→ BRIEF 1: Output the stretch of the article on Virginia's special session on gun legislation from "[Some Virginians say" through "State Capitol building.", unchanged.
→ BRIEF 2: Pick up the article on Virginia's special session on gun legislation after its final sentence and keep writing it.

Gov. Ralph Northam (D) turns after speaking at a rally against gun violence held on the Virginia State Capitol grounds, in Richmond on July 9, 2019. Northam called the legislature into special session after 13 people were gunned down in a Virginia Beach mass shooting in May. (Joe Mahoney/AP)
RICHMOND — Barely more than an hour after it convened a special session called by the Democratic governor to debate gun legislation, the GOP-controlled General Assembly abruptly adjourned without taking any action, stunning hundreds of gun control activists and gun rights protesters who had packed the Capitol.
The Senate gaveled in shortly after noon and at about 1:30 p.m., voted 18 to 20 along party lines to adjourn until November 18 – after a state election in which all 140 legislative seats are on the ballot.
A few minutes later, the House of Delegates followed suit, as Democrats expressed surprise and outrage.
“The Republicans in this state are totally controlled—I mean 100 percent – controlled by the National Rifle Association,” said Senate Minority Leader Richard L. Saslaw (D-Fairfax), who fumed in the marble hallways in the Capitol. “Anybody who doubts that, go take a look where the money is spent and go take a look at their votes.”
He struck a defiant note.
“This is far from over,” he said. “In the end, let me assure you we are going to prevail, one way or another.”
House Minority Leader Eileen Filler-Corn, who had been consulting with Republicans even after the session started about what the rules of engagement would be, was almost shaking with anger.
“Shocking,” she said. “Disturbing. But it’ll be up to the voters in November now… ”
Gov. Ralph Northam (D) said Republicans had abdicated their duty. “I expected them to do what their constituents elected them to do – discuss issues and take votes,” Northam said in a statement. “An average of three Virginians die each day due to gun violence. That means hundreds of Virginians may die between today and November 18…It is shameful and disappointing that Republicans in the General Assembly refuse to do their jobs.”
Before adjourning, Senate Majority Leader Thomas K. Norment Jr. (R-James City) pulled a bill he had filed on Monday that seemed to suggest Republicans might find some common ground with Democrats. His bill would have banned firearms from local government buildings around the state and make any violation a felony. State law now bans guns only in courthouses, and a violation is a misdemeanor.
But Norment faced an intense backlash from members of his own party and the Virginia Citizens Defense League, a gun rights group, and moments after Tuesday’s session began, he announced he was pulling the bill.
[Some Virginians say fighting gun violence requires more than new laws]
“I do not support — nor will I support — any measure that restricts the constitutional rights of law-abiding citizens,” Norment said.
Minutes after the General Assembly adjourned, Jason Ouimet, acting executive director of the NRA Institute for Legislative Action, released a statement applauding the House and Senate Republican leadership and calling the special session “a complete taxpayer-funded distraction.”
Earlier Tuesday, armed militia members and gun control activists had swarmed the grounds and streets outside the State Capitol building.
Men in camouflage, some with holstered handguns dangling from their hips, gathered not far from a heavily female crowd wearing red “Moms Demand Action” T-shirts. Busloads of activists rolled into the city, their passengers bracing for a long day.

→ SUPPLIED INFORMATION:

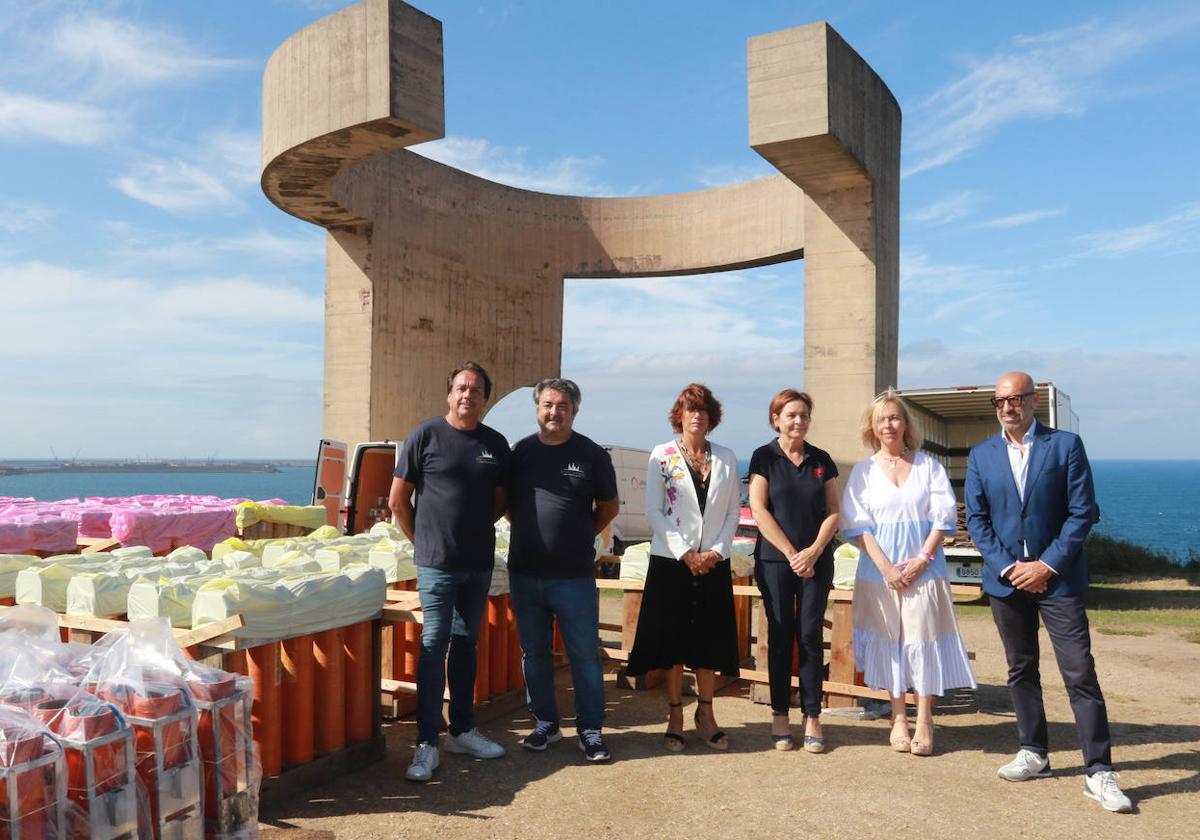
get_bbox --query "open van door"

→ WRITTEN RESPONSE 1:
[Some Virginians say fighting gun violence requires more than new laws]
“I do not support — nor will I support — any measure that restricts the constitutional rights of law-abiding citizens,” Norment said.
Minutes after the General Assembly adjourned, Jason Ouimet, acting executive director of the NRA Institute for Legislative Action, released a statement applauding the House and Senate Republican leadership and calling the special session “a complete taxpayer-funded distraction.”
Earlier Tuesday, armed militia members and gun control activists had swarmed the grounds and streets outside the State Capitol building.

→ WRITTEN RESPONSE 2:
By 8:30 a.m. about 150 pro-gun demonstrators, several carrying assault rifles, gathered outside the white-columned building.
Jeff Squires, 57, said he wants legislators to hear firsthand from gun owners who feel under siege.
“It’s an incremental taking-away of rights,” Squires said. “There’s an agenda to take away guns, and this is how they’re doing it. I understand there’s violence. It’s not just with guns, though. It’s people with those guns.”
At the nearby bell tower in Capitol Square, Gov. Ralph Northam (D), in a suit and tie despite the summer heat, addressed an hour-long peace vigil, leading several hundred people in chants of “Enough is enough!” and a call and response of “Why are we here? Votes and laws!”
When Northam ordered the special session in the wake of the May 31 mass shooting in Virginia Beach that left 12 dead, he said he wanted “votes and laws, not thoughts and prayers” to address gun violence in the state, which claimed more victims in 2018 than traffic deaths.
The governor held hands with African American community leaders, and they sang “We Shall Overcome.” He was joined by Richmond’s mayor, Levar Stoney (D), and the city’s police chief, schools superintendent and other officials. Attorney General Mark R. Herring (D) also stood with Northam, as did state senators Adam P. Ebbin (D-Alexandria) and Barbara A. Favola (D-Arlington) and Del. Delores L. McQuinn (D-Richmond).
[Northam convenes special session on gun control]
Richmond NAACP President James Minor called on attendees to “support our governor” and his gun control efforts. And he sent a political message in biblical language: “If you cannot do right by the people, if you cannot do right by the children, then ye shall be removed.”
Stoney told the crowd: “There will be a day of reckoning. If not today, then it will be at the ballot box in November.”
This is a pivotal election year in Virginia. All 140 seats in the legislature are on the ballot in November, and Democrats are hoping to take control of both chambers for the first time in more than 20 years. Republicans have a 51-48 edge in the House of Delegates and a 20-19 advantage in the Senate, with one vacancy in each chamber.
That dynamic puts even more heat into the incendiary issue of gun control, which animates the base of each party. National groups, including the pro-gun NRA and the gun control groups Giffords, Everytown for Gun Safety, Brady and Moms Demand Action, have been focusing on the fight in Virginia.
Democrats filed measures, backed by Northam, aimed at reducing the availability and lethality of firearms. His priorities include a ban on devices that make guns fire faster or hold more bullets, limiting handgun purchases to one per month, instituting universal background checks and allowing courts to seize weapons from someone deemed to be a threat.
On Tuesday, activists on both sides of the issue formed a line that snaked around the Pocahontas State Office Building as they filed in to try to meet with lawmakers before the General Assembly was to convene at noon.
As the pro-gun group headed inside, several members pulled out their gun permits.
“Are you carrying?” a guard asked everyone who filed in, while the metal detector alarms rang again and again as they passed through.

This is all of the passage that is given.